From the CTO’s Desk – November 2025: Predictive Rug Detection Using Gradient Boosting Models

From the CTO’s Desk – November 2025: Predictive Rug Detection Using Gradient Boosting Models

Executive Overview

In October, our team analyzed malicious token contract deployments on Base and observed the same patterns repeat: risky Solidity primitives, highly concentrated early holder distributions, and sniper-driven behavior during the first moments of liquidity formation. What stood out was how early these signals appeared, well before any liquidity was actually pulled.

That insight shaped this month’s work. Rug pulls leave identifiable fingerprints in their code, their early ownership graph, and the way liquidity comes together, and those fingerprints appear early enough to be modeled.

> _Exercise_
Print the stretch of the rug-pull detection post that opens with the words containing "In October, our" and closes with "was actually pulled.", reproducing it word for word.

> _Collected data_

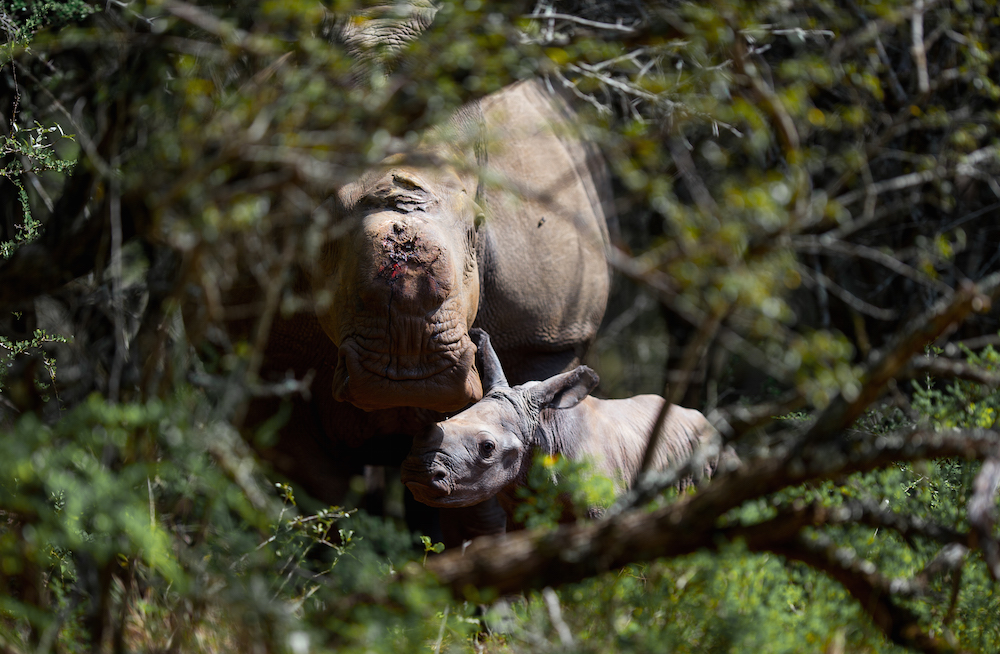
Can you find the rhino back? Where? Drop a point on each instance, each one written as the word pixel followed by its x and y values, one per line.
pixel 613 434
pixel 546 196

> _The response_
In October, our team analyzed malicious token contract deployments on Base and observed the same patterns repeat: risky Solidity primitives, highly concentrated early holder distributions, and sniper-driven behavior during the first moments of liquidity formation. What stood out was how early these signals appeared, well before any liquidity was actually pulled.